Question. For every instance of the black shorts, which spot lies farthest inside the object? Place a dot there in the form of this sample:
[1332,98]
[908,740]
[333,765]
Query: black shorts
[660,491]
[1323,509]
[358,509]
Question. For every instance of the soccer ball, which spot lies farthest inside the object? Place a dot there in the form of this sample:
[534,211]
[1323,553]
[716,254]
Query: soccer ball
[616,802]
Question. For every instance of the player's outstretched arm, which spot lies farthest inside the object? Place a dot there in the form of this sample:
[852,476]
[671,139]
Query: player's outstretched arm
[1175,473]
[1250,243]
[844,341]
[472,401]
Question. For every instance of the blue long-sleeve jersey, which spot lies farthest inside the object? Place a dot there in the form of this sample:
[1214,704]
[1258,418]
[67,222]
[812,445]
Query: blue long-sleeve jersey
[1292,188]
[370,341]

++++++

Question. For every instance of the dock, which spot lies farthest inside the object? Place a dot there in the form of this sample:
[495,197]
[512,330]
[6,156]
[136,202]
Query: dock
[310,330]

++++++

▶ [INSTRUCTIONS FOR THE TASK]: From the data above, copy each line where the string "which" appears.

▶ [TASK RESULT]:
Question. For every instance of the black shorts, which spot lies farthest inside the object? Place a dot there in the form of this sample:
Question. For every instance of the soccer ball, which spot lies farthest inside the object? Place a dot there in the form of this sample:
Question. For every instance of the player's outstretched arm, which spot lies farthest inside the object? Place a dot there in the form of this sample:
Question. For every instance of the blue long-sleeve jersey, which spot lies farthest inside the object? Place a dot there in the form of this sample:
Question. For every instance of the dock, which spot lies farthest inside the object? Place a dot there in the form of this sample:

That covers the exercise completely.